- **TRY IT**
Return only these lines, exactly: the one containing "Target: white plaster wall" and every line after it in the listing.

- **MATERIAL PROVIDED**
----
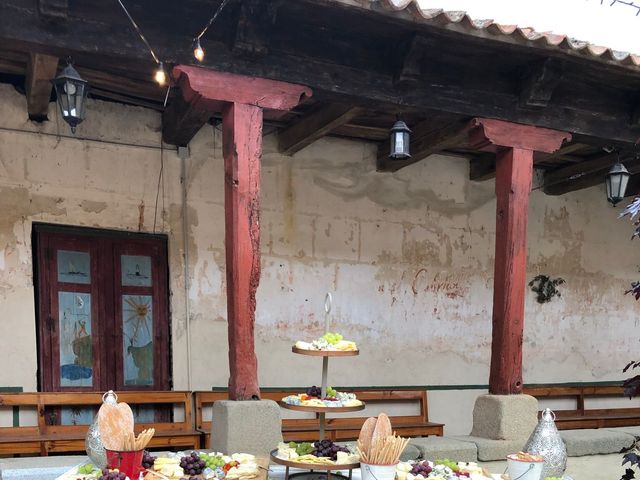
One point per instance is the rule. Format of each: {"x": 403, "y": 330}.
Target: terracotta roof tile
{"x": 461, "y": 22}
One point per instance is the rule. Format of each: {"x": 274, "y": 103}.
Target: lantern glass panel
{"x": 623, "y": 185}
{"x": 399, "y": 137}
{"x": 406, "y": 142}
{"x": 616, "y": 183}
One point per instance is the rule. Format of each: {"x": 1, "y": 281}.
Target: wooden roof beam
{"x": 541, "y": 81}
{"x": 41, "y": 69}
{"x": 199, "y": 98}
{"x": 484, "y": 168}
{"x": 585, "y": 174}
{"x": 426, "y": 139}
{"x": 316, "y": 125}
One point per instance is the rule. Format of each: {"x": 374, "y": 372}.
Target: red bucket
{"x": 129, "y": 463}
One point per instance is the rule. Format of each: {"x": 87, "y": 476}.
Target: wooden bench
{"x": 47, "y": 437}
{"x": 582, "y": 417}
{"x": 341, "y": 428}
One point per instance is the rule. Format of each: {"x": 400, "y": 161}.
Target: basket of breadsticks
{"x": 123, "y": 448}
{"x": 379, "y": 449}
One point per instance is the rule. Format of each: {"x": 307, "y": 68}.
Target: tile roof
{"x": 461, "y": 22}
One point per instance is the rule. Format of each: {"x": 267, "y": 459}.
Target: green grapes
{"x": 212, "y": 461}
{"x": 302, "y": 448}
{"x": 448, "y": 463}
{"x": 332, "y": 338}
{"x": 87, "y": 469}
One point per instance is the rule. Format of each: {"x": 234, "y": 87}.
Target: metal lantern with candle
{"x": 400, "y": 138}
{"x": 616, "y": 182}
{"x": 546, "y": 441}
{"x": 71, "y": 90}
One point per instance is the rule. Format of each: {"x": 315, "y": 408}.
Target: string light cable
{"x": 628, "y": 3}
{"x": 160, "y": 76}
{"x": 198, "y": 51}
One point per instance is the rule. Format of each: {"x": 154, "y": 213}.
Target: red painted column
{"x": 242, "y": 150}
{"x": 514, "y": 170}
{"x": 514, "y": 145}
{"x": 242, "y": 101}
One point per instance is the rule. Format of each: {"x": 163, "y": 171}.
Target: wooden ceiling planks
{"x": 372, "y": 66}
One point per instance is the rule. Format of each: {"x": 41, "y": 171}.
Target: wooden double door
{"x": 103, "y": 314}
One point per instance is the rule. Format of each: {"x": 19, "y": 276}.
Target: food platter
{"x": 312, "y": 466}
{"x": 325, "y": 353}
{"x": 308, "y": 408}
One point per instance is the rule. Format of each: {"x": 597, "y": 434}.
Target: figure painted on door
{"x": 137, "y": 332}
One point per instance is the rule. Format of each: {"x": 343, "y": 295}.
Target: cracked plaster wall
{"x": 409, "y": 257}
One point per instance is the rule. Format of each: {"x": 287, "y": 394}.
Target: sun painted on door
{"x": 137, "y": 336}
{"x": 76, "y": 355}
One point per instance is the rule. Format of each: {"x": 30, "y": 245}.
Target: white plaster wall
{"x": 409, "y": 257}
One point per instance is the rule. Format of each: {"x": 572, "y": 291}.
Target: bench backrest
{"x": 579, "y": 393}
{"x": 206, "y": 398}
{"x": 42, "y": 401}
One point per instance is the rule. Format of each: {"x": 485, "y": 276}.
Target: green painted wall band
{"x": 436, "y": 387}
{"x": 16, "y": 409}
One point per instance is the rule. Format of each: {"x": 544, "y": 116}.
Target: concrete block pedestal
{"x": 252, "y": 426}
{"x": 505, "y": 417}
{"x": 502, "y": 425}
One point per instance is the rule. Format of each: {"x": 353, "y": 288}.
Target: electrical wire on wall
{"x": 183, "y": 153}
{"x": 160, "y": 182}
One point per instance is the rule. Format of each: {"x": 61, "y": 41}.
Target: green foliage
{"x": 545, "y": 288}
----
- **SOLUTION FOR THIS TASK**
Target: white plaster wall
{"x": 409, "y": 257}
One point per instance is the rule. Format of each: {"x": 572, "y": 291}.
Target: bench backrest
{"x": 579, "y": 393}
{"x": 206, "y": 398}
{"x": 42, "y": 401}
One point per instance is the rule. Format of each: {"x": 485, "y": 276}.
Target: green painted wall band
{"x": 436, "y": 387}
{"x": 16, "y": 409}
One point per instance is the rule. Format of each: {"x": 544, "y": 116}.
Target: concrete block pedestal
{"x": 252, "y": 426}
{"x": 505, "y": 417}
{"x": 502, "y": 425}
One point per instance is the rule. Format of each: {"x": 353, "y": 288}.
Target: electrical wire on wall
{"x": 183, "y": 153}
{"x": 160, "y": 182}
One point per instance is the rule. Format of each: {"x": 61, "y": 41}.
Target: green foliage
{"x": 545, "y": 288}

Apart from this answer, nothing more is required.